* [Instruction] Scale everything from the line containing "[locate] man (a" down to the last line of the entries, including both, by writing those lines out again with the requests and multiplying each coordinate in the answers by 1.3, rounded to whole numbers with halves rounded up. Leave the pictures out of your answer.

* [Data entries]
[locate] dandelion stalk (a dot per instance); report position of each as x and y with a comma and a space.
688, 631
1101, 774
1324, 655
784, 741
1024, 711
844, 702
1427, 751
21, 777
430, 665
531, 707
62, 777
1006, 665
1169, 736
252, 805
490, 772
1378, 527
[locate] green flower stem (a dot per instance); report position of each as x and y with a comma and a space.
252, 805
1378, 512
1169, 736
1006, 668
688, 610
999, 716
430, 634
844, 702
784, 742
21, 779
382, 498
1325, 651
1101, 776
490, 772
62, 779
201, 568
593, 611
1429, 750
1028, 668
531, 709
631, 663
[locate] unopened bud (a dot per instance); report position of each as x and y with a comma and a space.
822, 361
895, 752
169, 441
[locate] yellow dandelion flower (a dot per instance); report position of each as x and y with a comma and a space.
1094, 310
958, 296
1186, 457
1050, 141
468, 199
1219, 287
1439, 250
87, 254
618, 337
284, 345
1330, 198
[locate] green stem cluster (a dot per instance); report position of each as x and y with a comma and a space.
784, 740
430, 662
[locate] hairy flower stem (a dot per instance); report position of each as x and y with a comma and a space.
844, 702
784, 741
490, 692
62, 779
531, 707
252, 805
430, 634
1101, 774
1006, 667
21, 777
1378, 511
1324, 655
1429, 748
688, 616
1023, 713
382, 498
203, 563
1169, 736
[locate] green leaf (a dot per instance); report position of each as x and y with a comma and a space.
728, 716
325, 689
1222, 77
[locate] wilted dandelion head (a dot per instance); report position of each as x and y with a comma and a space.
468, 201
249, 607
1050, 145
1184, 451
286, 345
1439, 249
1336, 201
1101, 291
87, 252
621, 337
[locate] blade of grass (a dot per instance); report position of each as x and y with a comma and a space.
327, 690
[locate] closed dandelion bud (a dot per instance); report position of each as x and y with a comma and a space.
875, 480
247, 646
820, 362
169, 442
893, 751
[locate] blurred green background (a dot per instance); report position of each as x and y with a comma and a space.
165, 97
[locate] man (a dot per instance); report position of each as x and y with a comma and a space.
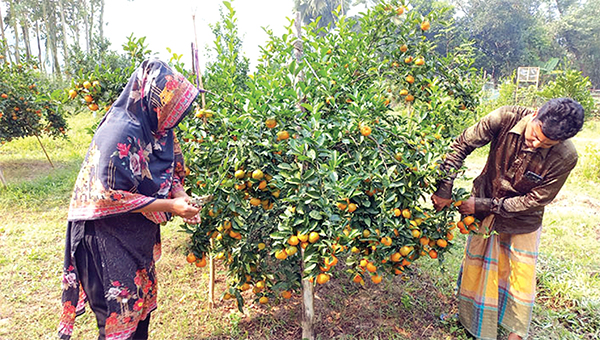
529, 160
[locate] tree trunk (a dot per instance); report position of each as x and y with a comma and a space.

* [Correct answer]
[locate] man (a dot per instance); report position of each as x and y with a comma and a space.
688, 208
[locate] tree trunk (a dot per instance); report position of each as x and y with a comma and a space.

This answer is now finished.